==== Selected text ====
But without safe harbor protection, these plans have been the targets of lawsuits—most notably, California’s CalSavers program. However, courts to date have ruled in favor of CalSavers, and the Biden administration recently announced that the federal government would no longer support the lawsuit seeking to end the program.

Now that the model has been proven, more states should adopt auto-IRAs. And, spurred on by California’s legal victories and the Biden administration taking office, several are. In late February, Virginia passed legislation to establish a state auto-IRA, and even deep-red Oklahoma is exploring the creation of one.

Auto-IRAs are becoming less partisan, and the federal government has a strong incentive to encourage them. However, there’s no guarantee that state auto-IRAs will continue to win in court. An adverse legal ruling or a future presidential administration that is more hostile to auto-IRAs could impede this progress.

With a current presidential administration that has explicitly committed to improving worker welfare and endorsed automatic retirement benefits enrollment through its Unity Task Force, now is the moment for Congress to expand retirement security. To permanently end the threat of legal challenges and give more states the confidence to move forward, the federal government should take steps to legalize auto-IRAs nationwide.

One option would be a single, national automatic IRA act. In recent years, the concept of automatic enrollment has become something of a bipartisan issue, with Rep. Richard Neal (D-Mass.) and Rep. Kevin Brady (R-Texas) introducing the Securing a Strong Retirement Act last year, which would require all new employer-sponsored retirement plans to have automatic enrollment. The Automatic Retirement Plan Act, introduced by Rep. Neal in 2017, would go a step further and require that most employers offer their workers a retirement plan and make enrollment in those plans automatic. However, it’s not clear whether that act would be eligible for the filibuster-averting reconciliation process. If not, it may be a long shot in the Senate absent any sort of filibuster reform.

In the absence of a single national plan, Congress could instead support more cities and states enacting their own auto-IRAs. To provide permanent legal clarity, it would be helpful to re-establish the safe harbor created during the Obama administration. However, the Biden administration can’t do this on its own; once a regulation is overturned under the Congressional Review Act, the executive branch is forbidden from issuing a new rule that is “substantially in the same form” as the overturned rule unless specifically authorized by law. In other words, Congress needs to explicitly re-authorize it.
==== Records shown ====
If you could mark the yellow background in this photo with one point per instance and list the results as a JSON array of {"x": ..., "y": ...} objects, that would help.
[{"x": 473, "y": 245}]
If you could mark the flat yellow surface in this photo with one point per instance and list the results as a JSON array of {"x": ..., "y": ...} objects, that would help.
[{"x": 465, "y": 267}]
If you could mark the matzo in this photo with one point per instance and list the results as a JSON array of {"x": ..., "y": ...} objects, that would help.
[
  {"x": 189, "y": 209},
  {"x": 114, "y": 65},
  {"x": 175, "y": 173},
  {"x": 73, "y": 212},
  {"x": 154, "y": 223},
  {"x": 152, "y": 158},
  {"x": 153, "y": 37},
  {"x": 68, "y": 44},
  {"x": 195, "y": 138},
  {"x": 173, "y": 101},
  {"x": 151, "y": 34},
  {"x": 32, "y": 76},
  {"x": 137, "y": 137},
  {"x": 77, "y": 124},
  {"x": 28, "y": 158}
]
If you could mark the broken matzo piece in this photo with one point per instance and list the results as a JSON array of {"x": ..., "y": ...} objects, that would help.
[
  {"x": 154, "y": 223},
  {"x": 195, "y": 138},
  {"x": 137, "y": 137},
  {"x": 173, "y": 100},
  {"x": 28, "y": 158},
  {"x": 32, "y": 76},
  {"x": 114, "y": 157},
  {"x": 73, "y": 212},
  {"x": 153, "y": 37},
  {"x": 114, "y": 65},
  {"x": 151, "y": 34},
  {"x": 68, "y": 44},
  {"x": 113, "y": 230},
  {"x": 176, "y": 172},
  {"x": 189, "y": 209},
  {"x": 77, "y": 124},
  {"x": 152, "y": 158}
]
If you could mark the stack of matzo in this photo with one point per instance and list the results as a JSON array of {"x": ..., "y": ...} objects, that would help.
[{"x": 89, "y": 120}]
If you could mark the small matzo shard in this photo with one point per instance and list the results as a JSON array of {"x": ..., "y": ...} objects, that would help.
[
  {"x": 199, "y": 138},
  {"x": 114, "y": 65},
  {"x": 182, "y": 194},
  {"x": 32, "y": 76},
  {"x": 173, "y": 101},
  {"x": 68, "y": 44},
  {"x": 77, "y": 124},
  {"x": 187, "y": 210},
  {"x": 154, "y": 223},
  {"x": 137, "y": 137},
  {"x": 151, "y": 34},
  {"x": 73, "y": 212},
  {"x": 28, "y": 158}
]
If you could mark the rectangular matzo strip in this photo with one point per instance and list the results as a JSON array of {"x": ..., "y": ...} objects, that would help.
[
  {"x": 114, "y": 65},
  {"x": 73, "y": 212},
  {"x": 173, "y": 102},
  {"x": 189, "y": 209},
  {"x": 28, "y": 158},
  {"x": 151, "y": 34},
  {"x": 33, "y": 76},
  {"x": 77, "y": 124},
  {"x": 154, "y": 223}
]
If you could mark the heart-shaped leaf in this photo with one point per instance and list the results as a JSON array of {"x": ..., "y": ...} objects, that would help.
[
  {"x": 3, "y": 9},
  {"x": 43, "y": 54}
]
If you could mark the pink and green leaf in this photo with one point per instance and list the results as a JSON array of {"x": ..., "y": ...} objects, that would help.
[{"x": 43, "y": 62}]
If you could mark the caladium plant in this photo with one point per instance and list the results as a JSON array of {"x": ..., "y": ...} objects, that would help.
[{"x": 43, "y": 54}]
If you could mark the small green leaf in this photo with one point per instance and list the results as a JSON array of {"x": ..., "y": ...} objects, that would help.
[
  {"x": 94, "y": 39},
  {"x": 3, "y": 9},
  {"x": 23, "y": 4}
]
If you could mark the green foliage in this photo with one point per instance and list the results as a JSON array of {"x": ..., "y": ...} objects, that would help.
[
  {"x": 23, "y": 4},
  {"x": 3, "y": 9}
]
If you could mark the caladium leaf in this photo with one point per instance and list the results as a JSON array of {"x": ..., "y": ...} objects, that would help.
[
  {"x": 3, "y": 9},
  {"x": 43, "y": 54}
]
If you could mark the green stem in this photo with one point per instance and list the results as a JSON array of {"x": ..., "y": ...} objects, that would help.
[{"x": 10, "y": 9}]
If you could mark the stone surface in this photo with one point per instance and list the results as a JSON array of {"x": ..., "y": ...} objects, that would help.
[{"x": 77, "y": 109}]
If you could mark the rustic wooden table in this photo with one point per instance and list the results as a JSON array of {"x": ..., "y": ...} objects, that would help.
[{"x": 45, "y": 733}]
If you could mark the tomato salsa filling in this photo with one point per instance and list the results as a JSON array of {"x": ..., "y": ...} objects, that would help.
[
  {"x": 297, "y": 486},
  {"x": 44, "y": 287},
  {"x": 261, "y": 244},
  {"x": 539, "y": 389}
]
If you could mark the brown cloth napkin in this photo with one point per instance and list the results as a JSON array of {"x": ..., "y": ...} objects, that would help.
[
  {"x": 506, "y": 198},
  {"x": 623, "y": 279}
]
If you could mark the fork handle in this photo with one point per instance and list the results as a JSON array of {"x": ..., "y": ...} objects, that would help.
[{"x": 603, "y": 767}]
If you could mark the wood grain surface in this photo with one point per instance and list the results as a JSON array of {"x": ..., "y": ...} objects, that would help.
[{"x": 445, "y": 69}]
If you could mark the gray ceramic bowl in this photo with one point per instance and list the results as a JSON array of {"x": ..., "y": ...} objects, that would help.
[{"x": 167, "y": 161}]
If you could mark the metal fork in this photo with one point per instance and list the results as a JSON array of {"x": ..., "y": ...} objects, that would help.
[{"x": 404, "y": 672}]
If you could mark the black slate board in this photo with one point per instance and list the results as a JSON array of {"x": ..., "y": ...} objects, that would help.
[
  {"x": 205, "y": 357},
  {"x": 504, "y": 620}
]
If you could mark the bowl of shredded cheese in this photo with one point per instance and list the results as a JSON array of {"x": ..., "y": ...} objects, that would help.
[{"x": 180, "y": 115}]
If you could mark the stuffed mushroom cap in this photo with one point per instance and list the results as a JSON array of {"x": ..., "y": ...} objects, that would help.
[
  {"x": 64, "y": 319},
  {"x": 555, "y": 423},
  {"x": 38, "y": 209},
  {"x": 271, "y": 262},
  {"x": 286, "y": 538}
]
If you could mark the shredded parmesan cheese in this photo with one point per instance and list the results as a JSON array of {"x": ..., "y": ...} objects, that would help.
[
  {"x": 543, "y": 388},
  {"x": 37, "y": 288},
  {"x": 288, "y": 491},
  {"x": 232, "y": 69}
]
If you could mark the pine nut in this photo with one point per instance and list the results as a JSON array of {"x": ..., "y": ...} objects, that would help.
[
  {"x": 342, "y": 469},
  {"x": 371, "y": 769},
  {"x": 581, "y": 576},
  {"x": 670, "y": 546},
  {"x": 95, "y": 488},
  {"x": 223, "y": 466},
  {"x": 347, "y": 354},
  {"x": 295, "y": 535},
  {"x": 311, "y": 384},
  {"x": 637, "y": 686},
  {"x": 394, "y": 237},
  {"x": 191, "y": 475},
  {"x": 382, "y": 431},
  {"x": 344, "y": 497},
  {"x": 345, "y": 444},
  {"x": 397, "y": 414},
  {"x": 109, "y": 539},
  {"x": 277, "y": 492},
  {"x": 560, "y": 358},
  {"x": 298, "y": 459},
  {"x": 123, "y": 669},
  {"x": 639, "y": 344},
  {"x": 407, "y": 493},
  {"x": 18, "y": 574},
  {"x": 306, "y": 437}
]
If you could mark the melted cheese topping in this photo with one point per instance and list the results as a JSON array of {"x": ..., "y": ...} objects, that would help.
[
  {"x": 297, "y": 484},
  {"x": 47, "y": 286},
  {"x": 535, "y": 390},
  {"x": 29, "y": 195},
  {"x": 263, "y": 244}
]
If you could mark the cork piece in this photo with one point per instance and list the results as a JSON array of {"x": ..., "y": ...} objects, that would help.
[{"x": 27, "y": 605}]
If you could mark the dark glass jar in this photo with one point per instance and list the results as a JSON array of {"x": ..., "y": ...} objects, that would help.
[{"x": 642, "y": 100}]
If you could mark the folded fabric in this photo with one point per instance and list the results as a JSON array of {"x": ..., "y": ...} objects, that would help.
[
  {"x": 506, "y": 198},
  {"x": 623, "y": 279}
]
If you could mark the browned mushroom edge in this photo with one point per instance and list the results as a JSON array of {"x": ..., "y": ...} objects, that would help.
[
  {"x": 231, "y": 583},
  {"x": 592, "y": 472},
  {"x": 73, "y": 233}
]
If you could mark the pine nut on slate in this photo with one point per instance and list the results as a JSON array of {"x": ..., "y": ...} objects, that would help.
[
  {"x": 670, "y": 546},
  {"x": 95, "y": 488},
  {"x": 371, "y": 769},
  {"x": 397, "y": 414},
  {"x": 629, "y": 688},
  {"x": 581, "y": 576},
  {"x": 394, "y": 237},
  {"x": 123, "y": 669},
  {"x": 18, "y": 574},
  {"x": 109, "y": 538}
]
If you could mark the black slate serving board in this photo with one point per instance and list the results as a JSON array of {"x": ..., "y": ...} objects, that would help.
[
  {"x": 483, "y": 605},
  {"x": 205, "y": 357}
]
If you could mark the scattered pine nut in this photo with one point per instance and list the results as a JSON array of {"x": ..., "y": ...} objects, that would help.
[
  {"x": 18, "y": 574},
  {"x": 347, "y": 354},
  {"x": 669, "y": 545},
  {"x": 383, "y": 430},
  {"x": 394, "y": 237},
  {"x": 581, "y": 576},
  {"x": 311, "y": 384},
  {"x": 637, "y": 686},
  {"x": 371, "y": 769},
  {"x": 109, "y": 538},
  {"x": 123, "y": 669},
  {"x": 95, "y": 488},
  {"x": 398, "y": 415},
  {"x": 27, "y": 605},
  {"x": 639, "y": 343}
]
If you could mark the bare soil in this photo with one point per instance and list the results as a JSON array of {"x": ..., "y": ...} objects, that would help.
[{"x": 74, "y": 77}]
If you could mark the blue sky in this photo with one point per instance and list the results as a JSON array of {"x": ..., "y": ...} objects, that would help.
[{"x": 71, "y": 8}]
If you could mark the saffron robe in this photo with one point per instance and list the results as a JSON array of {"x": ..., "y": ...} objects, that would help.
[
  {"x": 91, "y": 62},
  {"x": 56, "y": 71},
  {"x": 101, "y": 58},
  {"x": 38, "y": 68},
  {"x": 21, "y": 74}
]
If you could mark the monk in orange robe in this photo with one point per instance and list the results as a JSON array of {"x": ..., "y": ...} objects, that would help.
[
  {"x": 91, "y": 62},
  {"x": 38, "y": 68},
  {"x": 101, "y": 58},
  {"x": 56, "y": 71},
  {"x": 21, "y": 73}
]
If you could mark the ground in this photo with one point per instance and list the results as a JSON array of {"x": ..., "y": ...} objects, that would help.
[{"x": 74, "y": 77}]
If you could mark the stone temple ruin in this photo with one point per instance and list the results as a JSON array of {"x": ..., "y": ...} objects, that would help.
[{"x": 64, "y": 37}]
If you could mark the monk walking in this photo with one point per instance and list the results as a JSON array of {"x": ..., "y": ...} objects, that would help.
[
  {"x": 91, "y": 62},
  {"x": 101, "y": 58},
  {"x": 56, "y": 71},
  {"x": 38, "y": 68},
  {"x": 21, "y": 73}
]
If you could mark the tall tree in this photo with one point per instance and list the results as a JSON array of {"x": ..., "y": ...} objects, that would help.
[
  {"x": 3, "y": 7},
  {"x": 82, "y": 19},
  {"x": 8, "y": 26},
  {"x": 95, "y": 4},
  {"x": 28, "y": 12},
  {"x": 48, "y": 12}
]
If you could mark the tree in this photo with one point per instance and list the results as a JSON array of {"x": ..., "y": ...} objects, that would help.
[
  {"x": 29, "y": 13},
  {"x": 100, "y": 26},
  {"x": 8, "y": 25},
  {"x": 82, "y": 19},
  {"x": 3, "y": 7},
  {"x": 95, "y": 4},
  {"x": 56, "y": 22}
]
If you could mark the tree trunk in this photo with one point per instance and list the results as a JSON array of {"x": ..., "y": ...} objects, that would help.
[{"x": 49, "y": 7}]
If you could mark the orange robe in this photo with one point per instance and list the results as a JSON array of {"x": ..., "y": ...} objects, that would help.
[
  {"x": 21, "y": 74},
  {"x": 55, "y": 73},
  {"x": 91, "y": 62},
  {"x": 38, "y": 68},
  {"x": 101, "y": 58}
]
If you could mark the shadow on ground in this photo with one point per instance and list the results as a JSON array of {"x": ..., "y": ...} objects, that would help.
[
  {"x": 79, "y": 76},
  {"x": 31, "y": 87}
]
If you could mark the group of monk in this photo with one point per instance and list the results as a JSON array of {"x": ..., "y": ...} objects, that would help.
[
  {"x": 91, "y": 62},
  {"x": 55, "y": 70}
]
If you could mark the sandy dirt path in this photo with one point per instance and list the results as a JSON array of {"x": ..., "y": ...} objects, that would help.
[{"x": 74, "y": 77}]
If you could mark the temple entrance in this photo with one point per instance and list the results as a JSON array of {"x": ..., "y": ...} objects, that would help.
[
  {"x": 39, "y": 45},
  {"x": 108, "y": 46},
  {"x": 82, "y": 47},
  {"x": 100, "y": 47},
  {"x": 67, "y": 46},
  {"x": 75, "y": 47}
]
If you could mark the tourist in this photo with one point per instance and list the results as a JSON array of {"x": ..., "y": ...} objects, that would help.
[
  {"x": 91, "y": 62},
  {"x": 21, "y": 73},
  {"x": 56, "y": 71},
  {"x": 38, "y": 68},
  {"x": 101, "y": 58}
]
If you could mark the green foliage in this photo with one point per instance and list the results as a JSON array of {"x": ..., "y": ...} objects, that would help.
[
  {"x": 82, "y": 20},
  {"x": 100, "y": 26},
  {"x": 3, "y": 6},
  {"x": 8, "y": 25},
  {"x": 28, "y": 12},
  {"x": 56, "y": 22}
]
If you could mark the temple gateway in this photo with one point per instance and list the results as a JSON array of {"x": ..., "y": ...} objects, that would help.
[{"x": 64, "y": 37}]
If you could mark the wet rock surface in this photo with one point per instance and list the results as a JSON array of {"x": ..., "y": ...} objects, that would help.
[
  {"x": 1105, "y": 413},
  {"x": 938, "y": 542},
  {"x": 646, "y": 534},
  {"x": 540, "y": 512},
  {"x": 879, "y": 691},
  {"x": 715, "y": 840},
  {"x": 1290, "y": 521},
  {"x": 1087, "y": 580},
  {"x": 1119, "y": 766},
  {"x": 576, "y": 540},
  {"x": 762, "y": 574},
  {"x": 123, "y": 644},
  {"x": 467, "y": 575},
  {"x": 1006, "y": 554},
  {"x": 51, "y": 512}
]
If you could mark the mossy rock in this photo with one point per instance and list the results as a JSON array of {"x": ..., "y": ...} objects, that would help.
====
* What you will do:
1. Using the passage on state auto-IRAs, answer each question.
(a) Which state passed legislation in late February to establish a state auto-IRA?
(b) Who introduced the Automatic Retirement Plan Act, and in what year?
(c) After a regulation is overturned under the Congressional Review Act, what kind of new rule is the executive branch forbidden to issue?
2. Proceed with the passage on state auto-IRAs, picking up right after its final sentence.

* Written responses:
1.
(a) Virginia.
(b) Rep. Richard Neal (D-Mass.), in 2017.
(c) A rule that is "substantially in the same form" as the overturned rule, unless specifically authorized by law.

2.
In addition to re-establishing safe harbor, Congress could provide federal funding to help cover the upfront costs for cities and states that choose to establish auto-IRA programs. This approach may be able to garner some bipartisan support as more purple and red states consider enacting state-run auto-IRAs, depoliticizing the issue on the state and local level.

Meanwhile, other income-boosting policies Congress is considering can make auto-IRAs more effective. For example, some workers opting out of state-run auto-IRAs may be low-wage workers with immediate financial needs who feel they do not have enough money to save for retirement. Income-boosting policies such as a minimum wage increase, an Earned Income Tax Credit expansion, or the recent expansion of the Child Tax Credit can give workers the extra income they need to contribute to their retirement. In this regard, income-boosting policies don’t just give workers more short-term spending power, but can also foster greater long-term economic security.

With the COVID-19 pandemic hopefully nearing its end, 2021’s job growth projections are optimistic. But as the U.S. has seen in recent years, job growth isn’t worth much if the jobs don’t have good pay or benefits. This is a unique moment to shore up the financial security of the millions of American workers without retirement savings. Congress must give cities and states the green light to help workers trapped on the wrong side of this fault line of American inequality.